### Extract
++++

The topic of this systematic review is one which is commonly heard in discussions between microbiologists and head and neck surgeons – what is the evidence for antibiotic prophylaxis in clean-contaminated free-flap cases, and crucially, how long should antibiotics be continued. Although the guidance for clean-contaminated head and neck cases in general is no more than 24 hours of antibiotics, in reality many clinicians continue them for longer than that in cases involving a free-flap.
This review aimed to examine the evidence for this higher-risk cohort. Five studies (n = 861) were included in the meta-analysis. Overall the risk of surgical site infection was significantly higher in the group receiving antibiotics for ≤ 24 hours compared with > 24 hours. This finding comes with a caveat however, as when the authors undertook multivariate analysis of antibiotic type used, in three of the five studies (697 patients), this difference was no longer significant.

++++

### Data for analysis
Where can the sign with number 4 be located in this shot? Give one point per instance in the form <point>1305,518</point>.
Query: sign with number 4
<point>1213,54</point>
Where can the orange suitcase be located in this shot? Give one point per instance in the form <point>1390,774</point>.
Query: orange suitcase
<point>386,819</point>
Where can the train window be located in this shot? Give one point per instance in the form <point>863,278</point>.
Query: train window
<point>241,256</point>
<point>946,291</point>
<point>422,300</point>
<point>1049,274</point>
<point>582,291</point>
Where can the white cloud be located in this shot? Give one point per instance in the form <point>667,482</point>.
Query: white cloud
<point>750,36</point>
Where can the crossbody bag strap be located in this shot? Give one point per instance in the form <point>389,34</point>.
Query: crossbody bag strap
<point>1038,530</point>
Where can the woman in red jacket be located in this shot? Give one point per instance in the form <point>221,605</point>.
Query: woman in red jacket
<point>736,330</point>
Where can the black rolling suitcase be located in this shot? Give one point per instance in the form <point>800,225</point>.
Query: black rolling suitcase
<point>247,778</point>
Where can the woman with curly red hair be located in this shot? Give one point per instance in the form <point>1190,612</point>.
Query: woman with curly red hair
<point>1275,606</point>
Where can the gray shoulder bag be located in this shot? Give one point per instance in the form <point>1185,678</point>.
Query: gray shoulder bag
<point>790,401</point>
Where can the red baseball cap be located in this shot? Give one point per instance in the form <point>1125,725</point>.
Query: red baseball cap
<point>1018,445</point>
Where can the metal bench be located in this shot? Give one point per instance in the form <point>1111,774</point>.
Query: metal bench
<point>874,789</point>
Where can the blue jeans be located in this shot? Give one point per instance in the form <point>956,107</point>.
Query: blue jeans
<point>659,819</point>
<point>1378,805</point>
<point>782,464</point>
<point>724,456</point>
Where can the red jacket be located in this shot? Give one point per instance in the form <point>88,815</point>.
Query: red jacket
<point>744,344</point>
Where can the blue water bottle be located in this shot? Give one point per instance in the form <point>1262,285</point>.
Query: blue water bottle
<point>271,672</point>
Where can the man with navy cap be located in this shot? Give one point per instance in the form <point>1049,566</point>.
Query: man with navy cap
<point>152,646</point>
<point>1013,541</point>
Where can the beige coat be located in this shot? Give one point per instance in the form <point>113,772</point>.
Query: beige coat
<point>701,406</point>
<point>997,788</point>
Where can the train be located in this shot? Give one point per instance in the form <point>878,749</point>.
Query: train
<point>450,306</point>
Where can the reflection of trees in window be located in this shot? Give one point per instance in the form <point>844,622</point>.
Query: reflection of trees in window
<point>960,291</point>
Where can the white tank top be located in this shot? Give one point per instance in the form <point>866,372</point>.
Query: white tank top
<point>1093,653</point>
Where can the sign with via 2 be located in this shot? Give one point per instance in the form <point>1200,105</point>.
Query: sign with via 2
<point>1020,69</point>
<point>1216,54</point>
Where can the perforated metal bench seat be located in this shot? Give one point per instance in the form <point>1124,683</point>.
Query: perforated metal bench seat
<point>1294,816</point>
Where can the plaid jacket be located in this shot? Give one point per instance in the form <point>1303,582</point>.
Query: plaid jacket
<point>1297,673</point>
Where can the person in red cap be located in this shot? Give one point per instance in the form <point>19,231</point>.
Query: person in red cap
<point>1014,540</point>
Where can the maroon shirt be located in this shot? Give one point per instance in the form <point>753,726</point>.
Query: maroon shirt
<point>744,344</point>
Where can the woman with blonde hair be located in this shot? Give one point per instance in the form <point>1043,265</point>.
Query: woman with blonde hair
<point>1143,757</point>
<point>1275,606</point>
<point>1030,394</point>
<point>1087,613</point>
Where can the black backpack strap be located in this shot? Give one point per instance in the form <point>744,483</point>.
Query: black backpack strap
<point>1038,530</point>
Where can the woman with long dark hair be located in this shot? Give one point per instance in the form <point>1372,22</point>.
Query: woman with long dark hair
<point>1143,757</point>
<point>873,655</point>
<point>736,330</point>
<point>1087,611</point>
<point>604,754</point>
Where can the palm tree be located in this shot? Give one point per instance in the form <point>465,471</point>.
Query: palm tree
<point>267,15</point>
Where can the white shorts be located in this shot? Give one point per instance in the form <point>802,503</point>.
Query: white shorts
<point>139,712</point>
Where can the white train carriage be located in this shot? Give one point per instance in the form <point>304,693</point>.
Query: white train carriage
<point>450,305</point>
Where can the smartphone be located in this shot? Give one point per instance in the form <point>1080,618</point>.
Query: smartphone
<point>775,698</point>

++++

### Activity A
In the antibiotic prophylaxis commentary:
(i) What is the guidance on antibiotic duration for clean-contaminated head and neck cases in general?
(ii) How many studies and patients were included in the meta-analysis?
(iii) In how many studies, covering how many patients, did multivariate analysis of antibiotic type remove the significant difference?
### Activity B
Can you sum up the antibiotic prophylaxis commentary in two sentences?
### Activity C
Carry on the antibiotic prophylaxis commentary from where it stops.

### Exercise response A
(i) No more than 24 hours of antibiotics.
(ii) Five studies, with 861 patients.
(iii) Three of the five studies, covering 697 patients.

### Exercise response B
A systematic review examined the evidence for how long antibiotics should be continued in clean-contaminated head and neck free-flap cases, where many clinicians go beyond the general guidance of no more than 24 hours. Its meta-analysis of five studies (861 patients) found a significantly higher risk of surgical site infection with antibiotics for ≤ 24 hours than for > 24 hours, but the difference was no longer significant after multivariate analysis of antibiotic type in three of the studies.

### Exercise response C
The evidence with regards to clindamycin is more clear-cut. The review found that as a single agent it is significantly associated with higher postoperative complications. The conclusion drawn by this review is that, based on current evidence, the optimal duration for prophylaxis is ≤ 24 hours, but certainly there could be an argument for benefit of a longer duration. As with many systematic reviews of any topic, there remains a need for further research in order to reach a definitive conclusion!